Required tasks
[1] In the forum post about the hidden "Trump" text, which file format does the writer convert the tweet's JPEG into before checking it?
[2] In the forum post about the hidden "Trump" text, rewrite the part starting at "import numpy as" and ending at "img[20:100, 20:100].mean(axis=(0, 1))", with "average" renamed to "background" throughout.
[3] Carry the forum post about the hidden "Trump" text further, picking up right after its final line.

Article

What aspects of image preparation workflows can lead to accidents like Boris Johnson's No. 10 tweet's 'hidden message'?

Question

The BBC reports that the image Boris Johson posted on Twitter to congratulate Joe Biden contains traces of the text "Trump" in the background. The BBC article links to a Guido Fawkes' article, and when I download the tweet's JPEG, convert to PNG with macOS preview then subtract a constant background, there it is!

When I do a similar check on the blanked out area in my image in this post I see nothing, i.e. it worked.

My goal there was to show an image of a battery but to ensure that no personal information like the battery's serial number would be visible or detectable. Sharing that on the internet might be a small but nonzero security issue.

I breathe a sigh of relief but then wonder for future reference, in order to be sure that blanked out areas are fully blanked out:

Question: What aspects of image preparation workflows can lead to accidents like Boris Johnson's No. 10 tweet's 'hidden message'? What are the most prominent things to avoid doing in order to avoid accidental hidden residues like this?

import numpy as np
import matplotlib.pyplot as plt

# https://twitter.com/BorisJohnson/status/1325133262075940864/photo/1
# https://order-order.com/2020/11/10/number-10s-message-to-biden-originally-congratulated-trump/
# https://pbs.twimg.com/media/EmPRWjyVoAEBIBI?format=jpg
# https://pbs.twimg.com/media/EmPRWjyVoAEBIBI?format=jpg&name=4096x4096
# https://twitter.com/BorisJohnson/status/1325133262075940864


img = plt.imread('biden.png')

average = img[20:100, 20:100].mean(axis=(0, 1))

imgx = (img[..., :3] - average[:3]).clip(-0.005, 0.005) + 0.005
imgx = imgx.sum(axis=2)  # monochrome
imgx /= imgx.max()  # normalize

plt.imshow(imgx, cmap='cool')
plt.show()

Record list
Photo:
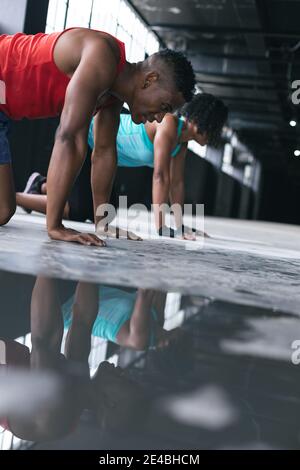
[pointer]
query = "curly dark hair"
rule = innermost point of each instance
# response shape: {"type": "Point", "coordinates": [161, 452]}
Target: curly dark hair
{"type": "Point", "coordinates": [184, 76]}
{"type": "Point", "coordinates": [209, 114]}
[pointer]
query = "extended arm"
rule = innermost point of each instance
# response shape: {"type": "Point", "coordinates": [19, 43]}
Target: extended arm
{"type": "Point", "coordinates": [90, 79]}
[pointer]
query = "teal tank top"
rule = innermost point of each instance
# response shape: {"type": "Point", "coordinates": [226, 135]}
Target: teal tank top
{"type": "Point", "coordinates": [115, 308]}
{"type": "Point", "coordinates": [134, 148]}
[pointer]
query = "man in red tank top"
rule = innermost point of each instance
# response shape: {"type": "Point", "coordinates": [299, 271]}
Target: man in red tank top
{"type": "Point", "coordinates": [77, 74]}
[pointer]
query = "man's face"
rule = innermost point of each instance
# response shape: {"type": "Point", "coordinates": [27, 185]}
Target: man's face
{"type": "Point", "coordinates": [200, 137]}
{"type": "Point", "coordinates": [152, 101]}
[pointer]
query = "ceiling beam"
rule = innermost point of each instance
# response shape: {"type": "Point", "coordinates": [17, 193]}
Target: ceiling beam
{"type": "Point", "coordinates": [221, 31]}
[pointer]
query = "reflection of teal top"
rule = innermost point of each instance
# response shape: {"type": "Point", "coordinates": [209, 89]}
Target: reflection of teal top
{"type": "Point", "coordinates": [115, 308]}
{"type": "Point", "coordinates": [134, 147]}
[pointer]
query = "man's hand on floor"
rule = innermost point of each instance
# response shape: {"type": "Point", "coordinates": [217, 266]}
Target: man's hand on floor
{"type": "Point", "coordinates": [70, 235]}
{"type": "Point", "coordinates": [117, 232]}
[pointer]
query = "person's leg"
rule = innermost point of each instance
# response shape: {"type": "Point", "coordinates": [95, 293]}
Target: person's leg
{"type": "Point", "coordinates": [7, 192]}
{"type": "Point", "coordinates": [36, 202]}
{"type": "Point", "coordinates": [7, 189]}
{"type": "Point", "coordinates": [44, 188]}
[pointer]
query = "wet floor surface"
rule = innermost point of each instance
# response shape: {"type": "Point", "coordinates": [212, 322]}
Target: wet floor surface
{"type": "Point", "coordinates": [229, 380]}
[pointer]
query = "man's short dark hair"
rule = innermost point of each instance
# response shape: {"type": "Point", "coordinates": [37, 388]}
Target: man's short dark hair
{"type": "Point", "coordinates": [181, 67]}
{"type": "Point", "coordinates": [208, 113]}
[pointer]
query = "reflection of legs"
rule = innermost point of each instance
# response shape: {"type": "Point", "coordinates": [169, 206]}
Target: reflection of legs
{"type": "Point", "coordinates": [46, 323]}
{"type": "Point", "coordinates": [36, 202]}
{"type": "Point", "coordinates": [85, 311]}
{"type": "Point", "coordinates": [7, 194]}
{"type": "Point", "coordinates": [159, 304]}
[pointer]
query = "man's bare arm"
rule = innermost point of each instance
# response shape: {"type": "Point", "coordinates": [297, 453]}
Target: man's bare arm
{"type": "Point", "coordinates": [104, 165]}
{"type": "Point", "coordinates": [91, 78]}
{"type": "Point", "coordinates": [164, 142]}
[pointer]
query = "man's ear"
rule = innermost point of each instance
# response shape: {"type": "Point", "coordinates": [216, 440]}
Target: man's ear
{"type": "Point", "coordinates": [150, 78]}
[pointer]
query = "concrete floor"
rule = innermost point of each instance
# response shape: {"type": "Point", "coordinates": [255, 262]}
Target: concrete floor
{"type": "Point", "coordinates": [250, 263]}
{"type": "Point", "coordinates": [237, 388]}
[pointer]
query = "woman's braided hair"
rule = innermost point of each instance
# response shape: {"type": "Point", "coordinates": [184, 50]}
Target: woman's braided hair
{"type": "Point", "coordinates": [209, 114]}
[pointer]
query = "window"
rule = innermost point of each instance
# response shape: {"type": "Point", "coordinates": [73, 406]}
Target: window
{"type": "Point", "coordinates": [113, 16]}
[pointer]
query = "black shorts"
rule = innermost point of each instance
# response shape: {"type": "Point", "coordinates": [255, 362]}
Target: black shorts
{"type": "Point", "coordinates": [81, 199]}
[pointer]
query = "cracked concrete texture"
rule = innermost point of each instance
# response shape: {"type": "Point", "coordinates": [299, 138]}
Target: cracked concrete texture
{"type": "Point", "coordinates": [250, 263]}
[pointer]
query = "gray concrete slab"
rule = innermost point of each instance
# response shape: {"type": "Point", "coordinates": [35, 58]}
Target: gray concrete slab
{"type": "Point", "coordinates": [250, 263]}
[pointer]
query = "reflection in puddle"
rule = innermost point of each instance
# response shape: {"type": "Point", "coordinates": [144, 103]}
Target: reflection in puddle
{"type": "Point", "coordinates": [140, 367]}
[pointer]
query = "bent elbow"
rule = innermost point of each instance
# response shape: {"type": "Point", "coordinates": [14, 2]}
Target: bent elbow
{"type": "Point", "coordinates": [161, 177]}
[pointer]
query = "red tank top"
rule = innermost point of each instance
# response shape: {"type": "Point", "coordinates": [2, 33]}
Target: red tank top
{"type": "Point", "coordinates": [31, 85]}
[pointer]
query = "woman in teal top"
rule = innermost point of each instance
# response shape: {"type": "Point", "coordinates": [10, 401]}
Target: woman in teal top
{"type": "Point", "coordinates": [162, 146]}
{"type": "Point", "coordinates": [134, 147]}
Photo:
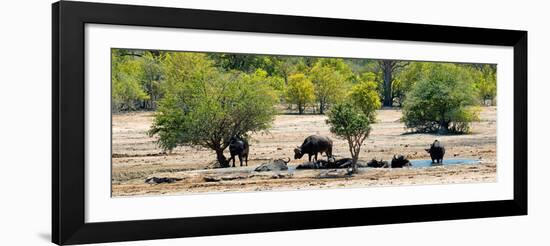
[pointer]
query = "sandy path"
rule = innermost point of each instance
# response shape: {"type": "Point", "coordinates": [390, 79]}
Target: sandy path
{"type": "Point", "coordinates": [138, 157]}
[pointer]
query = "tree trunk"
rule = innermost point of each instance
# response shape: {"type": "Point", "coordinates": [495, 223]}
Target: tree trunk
{"type": "Point", "coordinates": [388, 97]}
{"type": "Point", "coordinates": [221, 158]}
{"type": "Point", "coordinates": [354, 162]}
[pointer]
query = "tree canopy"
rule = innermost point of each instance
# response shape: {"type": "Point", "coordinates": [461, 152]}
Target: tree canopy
{"type": "Point", "coordinates": [206, 107]}
{"type": "Point", "coordinates": [443, 100]}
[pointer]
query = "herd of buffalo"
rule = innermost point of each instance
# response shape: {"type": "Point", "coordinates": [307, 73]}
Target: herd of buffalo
{"type": "Point", "coordinates": [315, 144]}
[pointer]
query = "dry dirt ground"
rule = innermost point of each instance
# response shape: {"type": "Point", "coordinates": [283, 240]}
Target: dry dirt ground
{"type": "Point", "coordinates": [136, 157]}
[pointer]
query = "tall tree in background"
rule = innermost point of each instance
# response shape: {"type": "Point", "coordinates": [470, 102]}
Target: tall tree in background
{"type": "Point", "coordinates": [388, 68]}
{"type": "Point", "coordinates": [126, 77]}
{"type": "Point", "coordinates": [331, 78]}
{"type": "Point", "coordinates": [300, 91]}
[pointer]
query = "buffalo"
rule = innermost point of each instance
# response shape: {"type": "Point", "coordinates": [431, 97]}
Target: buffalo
{"type": "Point", "coordinates": [400, 161]}
{"type": "Point", "coordinates": [238, 147]}
{"type": "Point", "coordinates": [313, 145]}
{"type": "Point", "coordinates": [437, 151]}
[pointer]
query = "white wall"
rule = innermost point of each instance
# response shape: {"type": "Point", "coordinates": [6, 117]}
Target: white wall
{"type": "Point", "coordinates": [25, 121]}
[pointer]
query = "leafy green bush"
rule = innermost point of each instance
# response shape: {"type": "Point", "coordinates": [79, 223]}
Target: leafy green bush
{"type": "Point", "coordinates": [348, 121]}
{"type": "Point", "coordinates": [300, 91]}
{"type": "Point", "coordinates": [205, 107]}
{"type": "Point", "coordinates": [365, 96]}
{"type": "Point", "coordinates": [443, 100]}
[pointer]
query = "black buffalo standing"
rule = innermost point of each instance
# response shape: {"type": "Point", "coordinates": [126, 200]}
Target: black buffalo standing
{"type": "Point", "coordinates": [437, 151]}
{"type": "Point", "coordinates": [400, 161]}
{"type": "Point", "coordinates": [238, 147]}
{"type": "Point", "coordinates": [313, 145]}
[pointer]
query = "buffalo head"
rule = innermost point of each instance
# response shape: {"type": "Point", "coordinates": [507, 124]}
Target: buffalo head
{"type": "Point", "coordinates": [298, 153]}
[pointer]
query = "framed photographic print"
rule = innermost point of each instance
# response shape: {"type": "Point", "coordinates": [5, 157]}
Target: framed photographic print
{"type": "Point", "coordinates": [175, 122]}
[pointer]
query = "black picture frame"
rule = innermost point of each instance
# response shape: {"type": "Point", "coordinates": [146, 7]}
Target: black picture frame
{"type": "Point", "coordinates": [68, 172]}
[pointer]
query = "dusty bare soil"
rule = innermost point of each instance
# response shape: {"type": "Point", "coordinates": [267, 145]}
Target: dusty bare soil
{"type": "Point", "coordinates": [136, 157]}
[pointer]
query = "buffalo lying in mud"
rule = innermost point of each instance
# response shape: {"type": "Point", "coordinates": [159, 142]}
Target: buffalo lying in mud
{"type": "Point", "coordinates": [437, 151]}
{"type": "Point", "coordinates": [238, 147]}
{"type": "Point", "coordinates": [377, 163]}
{"type": "Point", "coordinates": [400, 161]}
{"type": "Point", "coordinates": [313, 145]}
{"type": "Point", "coordinates": [273, 165]}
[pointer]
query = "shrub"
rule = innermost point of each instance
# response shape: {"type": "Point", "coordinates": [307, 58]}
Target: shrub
{"type": "Point", "coordinates": [442, 101]}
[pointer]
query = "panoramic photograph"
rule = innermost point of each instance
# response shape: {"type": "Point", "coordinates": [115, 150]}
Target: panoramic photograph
{"type": "Point", "coordinates": [201, 122]}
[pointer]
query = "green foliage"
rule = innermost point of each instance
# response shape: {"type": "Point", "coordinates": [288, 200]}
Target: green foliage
{"type": "Point", "coordinates": [443, 100]}
{"type": "Point", "coordinates": [486, 83]}
{"type": "Point", "coordinates": [275, 82]}
{"type": "Point", "coordinates": [126, 79]}
{"type": "Point", "coordinates": [406, 79]}
{"type": "Point", "coordinates": [331, 78]}
{"type": "Point", "coordinates": [212, 107]}
{"type": "Point", "coordinates": [152, 77]}
{"type": "Point", "coordinates": [349, 122]}
{"type": "Point", "coordinates": [365, 97]}
{"type": "Point", "coordinates": [300, 91]}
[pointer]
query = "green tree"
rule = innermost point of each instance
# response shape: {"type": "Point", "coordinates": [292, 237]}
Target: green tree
{"type": "Point", "coordinates": [365, 97]}
{"type": "Point", "coordinates": [486, 83]}
{"type": "Point", "coordinates": [152, 77]}
{"type": "Point", "coordinates": [300, 91]}
{"type": "Point", "coordinates": [206, 108]}
{"type": "Point", "coordinates": [126, 76]}
{"type": "Point", "coordinates": [442, 101]}
{"type": "Point", "coordinates": [406, 78]}
{"type": "Point", "coordinates": [389, 68]}
{"type": "Point", "coordinates": [331, 78]}
{"type": "Point", "coordinates": [349, 122]}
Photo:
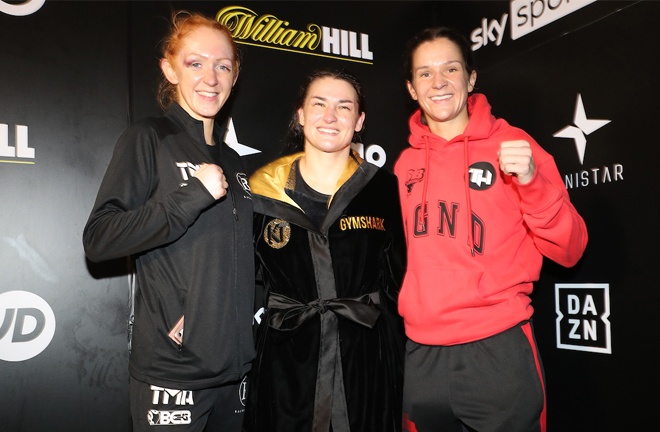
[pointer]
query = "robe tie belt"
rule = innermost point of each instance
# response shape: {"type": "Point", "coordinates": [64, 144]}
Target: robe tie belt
{"type": "Point", "coordinates": [289, 314]}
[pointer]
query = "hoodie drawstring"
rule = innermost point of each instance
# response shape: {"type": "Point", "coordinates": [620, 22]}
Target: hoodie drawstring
{"type": "Point", "coordinates": [466, 163]}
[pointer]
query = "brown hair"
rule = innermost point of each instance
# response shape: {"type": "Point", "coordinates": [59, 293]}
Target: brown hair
{"type": "Point", "coordinates": [182, 24]}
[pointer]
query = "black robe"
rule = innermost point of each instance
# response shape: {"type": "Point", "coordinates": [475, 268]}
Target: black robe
{"type": "Point", "coordinates": [330, 346]}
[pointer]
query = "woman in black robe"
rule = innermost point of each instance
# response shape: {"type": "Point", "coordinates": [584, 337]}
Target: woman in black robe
{"type": "Point", "coordinates": [330, 250]}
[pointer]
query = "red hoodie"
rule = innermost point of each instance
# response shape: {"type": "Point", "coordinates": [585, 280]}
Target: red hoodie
{"type": "Point", "coordinates": [473, 257]}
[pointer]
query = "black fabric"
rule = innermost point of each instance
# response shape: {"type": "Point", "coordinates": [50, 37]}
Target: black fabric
{"type": "Point", "coordinates": [193, 254]}
{"type": "Point", "coordinates": [320, 366]}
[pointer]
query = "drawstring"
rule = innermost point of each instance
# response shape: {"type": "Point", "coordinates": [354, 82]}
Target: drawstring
{"type": "Point", "coordinates": [466, 171]}
{"type": "Point", "coordinates": [425, 213]}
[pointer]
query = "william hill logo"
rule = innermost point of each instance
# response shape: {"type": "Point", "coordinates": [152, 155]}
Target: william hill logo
{"type": "Point", "coordinates": [269, 31]}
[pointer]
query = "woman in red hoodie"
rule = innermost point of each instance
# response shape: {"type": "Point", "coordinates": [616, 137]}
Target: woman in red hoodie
{"type": "Point", "coordinates": [482, 204]}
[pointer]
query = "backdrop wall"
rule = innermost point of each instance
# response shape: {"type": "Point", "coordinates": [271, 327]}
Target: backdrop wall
{"type": "Point", "coordinates": [577, 75]}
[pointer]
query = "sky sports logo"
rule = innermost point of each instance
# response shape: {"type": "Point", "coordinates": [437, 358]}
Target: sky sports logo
{"type": "Point", "coordinates": [525, 16]}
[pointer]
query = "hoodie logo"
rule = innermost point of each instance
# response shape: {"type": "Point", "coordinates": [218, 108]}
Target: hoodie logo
{"type": "Point", "coordinates": [482, 175]}
{"type": "Point", "coordinates": [414, 176]}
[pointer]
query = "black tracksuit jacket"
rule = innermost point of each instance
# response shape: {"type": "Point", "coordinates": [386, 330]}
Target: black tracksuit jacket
{"type": "Point", "coordinates": [193, 254]}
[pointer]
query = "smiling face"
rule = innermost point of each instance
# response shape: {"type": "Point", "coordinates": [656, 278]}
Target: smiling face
{"type": "Point", "coordinates": [441, 84]}
{"type": "Point", "coordinates": [330, 115]}
{"type": "Point", "coordinates": [203, 71]}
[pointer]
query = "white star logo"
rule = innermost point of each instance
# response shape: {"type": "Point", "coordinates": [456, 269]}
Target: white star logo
{"type": "Point", "coordinates": [584, 127]}
{"type": "Point", "coordinates": [232, 141]}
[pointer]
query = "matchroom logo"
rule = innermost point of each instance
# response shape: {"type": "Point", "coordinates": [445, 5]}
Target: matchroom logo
{"type": "Point", "coordinates": [582, 317]}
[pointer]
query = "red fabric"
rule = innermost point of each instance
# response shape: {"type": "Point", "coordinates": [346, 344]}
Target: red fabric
{"type": "Point", "coordinates": [464, 285]}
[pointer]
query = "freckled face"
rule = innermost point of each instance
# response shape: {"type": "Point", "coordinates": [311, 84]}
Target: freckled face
{"type": "Point", "coordinates": [441, 85]}
{"type": "Point", "coordinates": [330, 116]}
{"type": "Point", "coordinates": [203, 72]}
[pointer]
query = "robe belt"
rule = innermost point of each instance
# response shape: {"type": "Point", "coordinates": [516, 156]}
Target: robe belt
{"type": "Point", "coordinates": [289, 314]}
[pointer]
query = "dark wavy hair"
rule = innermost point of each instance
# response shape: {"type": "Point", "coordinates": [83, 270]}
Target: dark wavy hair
{"type": "Point", "coordinates": [432, 33]}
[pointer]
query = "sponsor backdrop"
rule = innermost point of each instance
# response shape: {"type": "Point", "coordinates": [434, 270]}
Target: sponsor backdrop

Exercise answers
[1] PNG, using macOS Preview.

[2]
import numpy as np
import matplotlib.pyplot as plt

# https://twitter.com/BorisJohnson/status/1325133262075940864/photo/1
# https://order-order.com/2020/11/10/number-10s-message-to-biden-originally-congratulated-trump/
# https://pbs.twimg.com/media/EmPRWjyVoAEBIBI?format=jpg
# https://pbs.twimg.com/media/EmPRWjyVoAEBIBI?format=jpg&name=4096x4096
# https://twitter.com/BorisJohnson/status/1325133262075940864


img = plt.imread('biden.png')

background = img[20:100, 20:100].mean(axis=(0, 1))

[3]
@MarkMorganLloyd I can't disagree with the sentiment, but that might (as best, and with some tweaks to the wording) fit at politics.se. This fits with various other "how not to redact" and related questions — Chris H, Nov 11 '20 at 15:11
@ChrisH that's right. I simply wondered "if they can screw up so badly, what might I not be erasing!?" — uhoh, Nov 11 '20 at 15:25
I suggest this wasn't a "technical" issue the way you meant that. Surely, the parts of "image preparation workflow" which matter there are two-fold… First that there should be none: posting graphics as text is rarely helpful. Either way, the technicality was not getting people to pay attention, which is hardly an IT problem, except to the extent user10216038 is prolly right about left-over toner. — Robbie Goodwin, Nov 12 '20 at 17:23

jkej · Answer 1 · 2020-11-11T15:49:10.367

Summary:

The most likely explanation is that the old text was removed by using a fuzzy or smooth eraser tool.

Analysis:

In the image below I have only increased brightness and contrast to make the "hidden message" more visible. Nothing fancy. The slight red tint is only due to the fact that the black background of the original has a very slight red tint to it.

As you can see there is a very clear gradient in the most visible hidden text fragment (under "shared priorities"). The other fragments also show some signs of gradients, but there are no gradient effects used in the text about Biden.

Hypothesis:

These seemingly random gradients together with the fact that the "hidden message" appears to consist of small random fragments of a much larger text makes me think that whoever made this picture removed the old text by using a fuzzy eraser tool. They manually swiped the eraser tool back and forth over the text until they didn't see the old text anymore. But the fuzzy eraser tool doesn't remove everything if you pass over quickly just once. This is by design to avoid sharp edges in an image.

In the picture below I have swiped a big fuzzy eraser back and forth a few times over the original image to show what the results may look like. Obviously, in my picture some parts are still a little too visible, but I still think it gives a good idea of what type of effects this could cause.

Solution:

Don't use a fuzzy eraser tool to remove things you want to remove completely. In this case there's no need to use an eraser tool at all. Just fill the whole image with the background color, or maybe even better, just create a new image from scratch. The only thing they wanted to keep was the size and the background color and that should only take a few seconds to replicate in a new image.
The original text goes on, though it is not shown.